Per alcuni sarà desueto, banale, vecchio, superato, morto, noioso. Per altri persino fastidioso, irritante, il simbolo di qualcosa da rivedere, riscrivere sotto un’altra verità, quella della negazione e del revisionismo. Per buona parte di questo Paese, poi, esso rimane un giorno qualunque, un rosso da calendario che ti tiene chiuso l’ufficio. E invece non lo è. Non per quelli che credono nel valore di una storia viva, che hanno sentito raccontare direttamente da gente in carne e ossa, né tantomeno per quelli che l’hanno vissuta, per i testimoni diretti o indiretti, per coloro che hanno difeso il valore di un giorno nel quale l’Italia si scoprì grande e luminosa, pur in mezzo al sangue, alle macerie e all’oscurità più fitta. Il 25 aprile non ha smarrito il suo senso, malgrado qualcuno provi a farlo passar di moda. È più attuale che mai, ci avvisa, ci educa ancora.

####################

-- Breve esercizio 1 --
Mostra tutte le righe che contengono la parola "tank".

-- Dati forniti --
####################

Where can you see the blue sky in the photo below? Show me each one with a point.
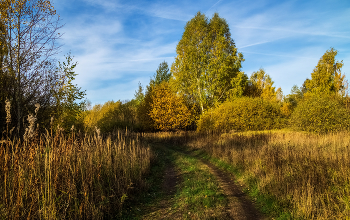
(120, 43)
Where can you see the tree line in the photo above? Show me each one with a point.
(30, 75)
(203, 89)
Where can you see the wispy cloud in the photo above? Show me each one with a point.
(118, 43)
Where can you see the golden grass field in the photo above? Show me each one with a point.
(70, 177)
(307, 173)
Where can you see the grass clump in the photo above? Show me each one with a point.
(199, 196)
(70, 177)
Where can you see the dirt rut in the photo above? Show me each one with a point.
(240, 207)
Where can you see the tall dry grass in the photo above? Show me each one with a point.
(52, 176)
(308, 174)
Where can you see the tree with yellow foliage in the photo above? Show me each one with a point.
(327, 77)
(168, 111)
(261, 85)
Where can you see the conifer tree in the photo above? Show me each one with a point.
(261, 85)
(327, 78)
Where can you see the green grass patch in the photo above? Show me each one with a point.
(265, 203)
(198, 196)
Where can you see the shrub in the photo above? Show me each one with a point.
(243, 114)
(168, 111)
(321, 114)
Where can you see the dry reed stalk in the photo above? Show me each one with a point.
(57, 177)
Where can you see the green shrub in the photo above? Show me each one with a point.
(242, 114)
(321, 114)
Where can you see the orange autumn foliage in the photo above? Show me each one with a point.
(168, 111)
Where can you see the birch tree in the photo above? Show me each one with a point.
(207, 66)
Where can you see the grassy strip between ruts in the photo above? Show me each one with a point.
(266, 204)
(197, 196)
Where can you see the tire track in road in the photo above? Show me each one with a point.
(240, 207)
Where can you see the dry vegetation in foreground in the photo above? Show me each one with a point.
(70, 177)
(308, 174)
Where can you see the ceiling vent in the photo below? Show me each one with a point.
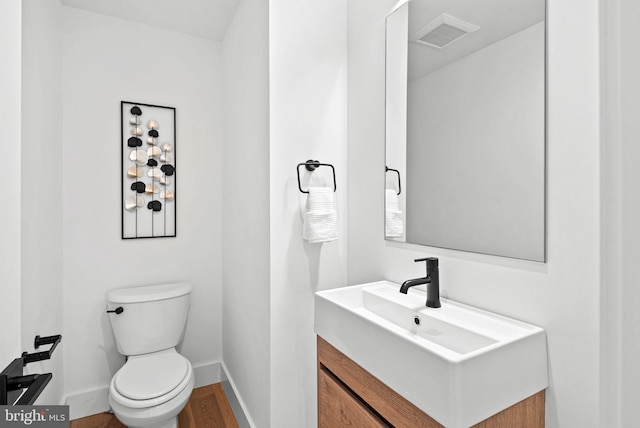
(443, 31)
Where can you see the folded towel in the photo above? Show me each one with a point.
(393, 222)
(320, 217)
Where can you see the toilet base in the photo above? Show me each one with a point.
(171, 423)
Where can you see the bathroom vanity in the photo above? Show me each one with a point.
(349, 396)
(384, 359)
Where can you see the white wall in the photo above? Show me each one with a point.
(620, 233)
(10, 134)
(308, 76)
(106, 60)
(475, 151)
(562, 295)
(245, 216)
(42, 299)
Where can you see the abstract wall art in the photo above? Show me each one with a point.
(148, 170)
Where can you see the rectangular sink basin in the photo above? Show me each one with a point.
(457, 363)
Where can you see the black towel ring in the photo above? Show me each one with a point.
(387, 169)
(311, 166)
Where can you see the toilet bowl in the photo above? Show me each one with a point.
(156, 382)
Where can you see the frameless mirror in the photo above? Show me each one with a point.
(465, 126)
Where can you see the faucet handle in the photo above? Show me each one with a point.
(432, 263)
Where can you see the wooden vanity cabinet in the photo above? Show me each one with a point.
(348, 396)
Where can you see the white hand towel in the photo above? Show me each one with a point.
(320, 217)
(393, 223)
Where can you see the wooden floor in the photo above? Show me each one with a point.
(207, 408)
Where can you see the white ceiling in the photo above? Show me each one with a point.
(204, 18)
(497, 20)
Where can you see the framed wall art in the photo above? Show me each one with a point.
(148, 170)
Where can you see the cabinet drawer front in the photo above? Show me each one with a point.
(339, 408)
(391, 406)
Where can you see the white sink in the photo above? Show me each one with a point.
(458, 364)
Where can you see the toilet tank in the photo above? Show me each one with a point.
(153, 317)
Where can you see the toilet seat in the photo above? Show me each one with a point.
(151, 379)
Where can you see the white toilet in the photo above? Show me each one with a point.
(156, 382)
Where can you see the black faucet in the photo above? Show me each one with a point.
(432, 280)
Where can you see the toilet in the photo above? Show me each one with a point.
(156, 382)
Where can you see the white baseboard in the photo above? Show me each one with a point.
(96, 401)
(242, 414)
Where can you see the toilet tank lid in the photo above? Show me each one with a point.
(148, 293)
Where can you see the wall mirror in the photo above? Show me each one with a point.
(466, 126)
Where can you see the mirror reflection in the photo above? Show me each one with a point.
(465, 126)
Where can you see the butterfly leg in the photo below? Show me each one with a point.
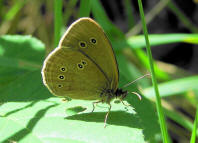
(127, 105)
(106, 117)
(94, 105)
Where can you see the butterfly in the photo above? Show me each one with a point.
(83, 66)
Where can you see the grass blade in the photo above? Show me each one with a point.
(163, 126)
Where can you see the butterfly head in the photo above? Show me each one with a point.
(121, 94)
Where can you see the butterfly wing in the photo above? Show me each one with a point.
(86, 36)
(83, 65)
(67, 72)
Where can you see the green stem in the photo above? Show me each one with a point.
(57, 21)
(163, 126)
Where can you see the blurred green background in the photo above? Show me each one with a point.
(29, 30)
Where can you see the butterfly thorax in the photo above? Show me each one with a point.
(108, 94)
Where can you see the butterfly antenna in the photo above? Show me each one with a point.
(136, 80)
(137, 94)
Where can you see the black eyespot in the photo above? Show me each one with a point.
(61, 77)
(63, 69)
(80, 66)
(84, 63)
(93, 40)
(60, 86)
(82, 44)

####################

-- Breve esercizio 2 --
Rispondi alle domande sul testo dedicato al 25 aprile.
(a) Che cosa rimane quel giorno per buona parte del Paese?
(b) In mezzo a che cosa l'Italia si scoprì grande e luminosa?
(c) Secondo l'ultima frase, che cosa fa ancora il 25 aprile?

-- Risposta 1 --
Where can you see the toilet tank in the photo above? Show me each one with a point.
Where can you see the toilet tank lid in the photo above? Show me each one with a point.

-- Risposta 2 --
(a) Un giorno qualunque, un rosso da calendario che ti tiene chiuso l'ufficio.
(b) In mezzo al sangue, alle macerie e all'oscurità più fitta.
(c) Ci avvisa e ci educa ancora.